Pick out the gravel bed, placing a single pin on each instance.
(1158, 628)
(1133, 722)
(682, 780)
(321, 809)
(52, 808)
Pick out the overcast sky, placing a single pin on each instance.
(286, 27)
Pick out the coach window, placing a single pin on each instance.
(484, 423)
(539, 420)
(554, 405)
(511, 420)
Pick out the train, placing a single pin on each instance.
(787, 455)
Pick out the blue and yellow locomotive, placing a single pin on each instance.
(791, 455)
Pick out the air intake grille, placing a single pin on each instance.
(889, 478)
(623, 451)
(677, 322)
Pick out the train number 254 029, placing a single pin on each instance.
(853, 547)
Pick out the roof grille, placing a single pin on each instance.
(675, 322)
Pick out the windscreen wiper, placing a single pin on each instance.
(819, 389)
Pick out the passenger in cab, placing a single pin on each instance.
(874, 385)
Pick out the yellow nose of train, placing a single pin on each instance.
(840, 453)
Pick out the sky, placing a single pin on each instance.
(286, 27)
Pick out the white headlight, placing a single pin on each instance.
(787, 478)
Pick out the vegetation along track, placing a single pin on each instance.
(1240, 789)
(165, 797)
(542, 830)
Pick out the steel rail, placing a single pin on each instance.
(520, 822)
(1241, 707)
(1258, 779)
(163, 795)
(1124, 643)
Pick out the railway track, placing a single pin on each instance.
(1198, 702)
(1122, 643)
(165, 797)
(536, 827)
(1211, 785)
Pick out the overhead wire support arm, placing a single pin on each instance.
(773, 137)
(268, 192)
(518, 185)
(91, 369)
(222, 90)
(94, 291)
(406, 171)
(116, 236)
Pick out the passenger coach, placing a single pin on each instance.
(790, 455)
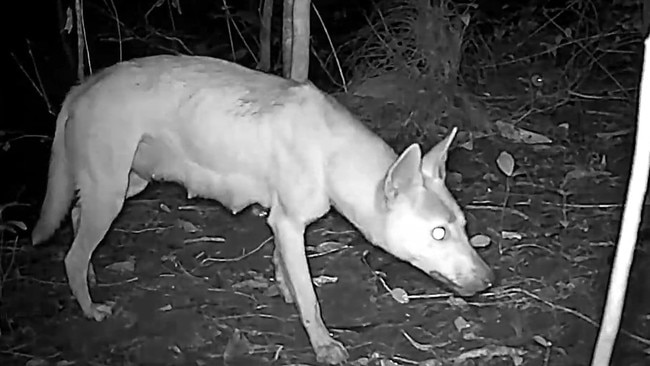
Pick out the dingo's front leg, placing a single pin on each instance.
(291, 264)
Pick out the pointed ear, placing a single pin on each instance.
(433, 163)
(404, 173)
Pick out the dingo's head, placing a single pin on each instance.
(425, 226)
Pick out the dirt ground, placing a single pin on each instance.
(192, 284)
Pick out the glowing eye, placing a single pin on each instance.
(439, 233)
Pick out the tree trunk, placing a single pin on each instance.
(287, 37)
(300, 49)
(265, 36)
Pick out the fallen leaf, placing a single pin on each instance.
(400, 295)
(254, 283)
(511, 235)
(480, 241)
(506, 163)
(520, 135)
(460, 323)
(324, 280)
(187, 226)
(127, 266)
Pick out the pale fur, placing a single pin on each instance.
(238, 136)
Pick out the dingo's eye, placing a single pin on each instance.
(439, 233)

--------

What you should do —
Copy out the records from the line containing "Pick out the pale" through the last line of the records, both included. Leave the requests unchanged, and multiply every pin coordinate by 1.2, rounding each result to a whole number with halves rounded up.

Answer in full —
Pick out the pale fur, placing a single pin on each instance.
(286, 163)
Pick out the dingo's eye, placing a single pin on each instance.
(527, 280)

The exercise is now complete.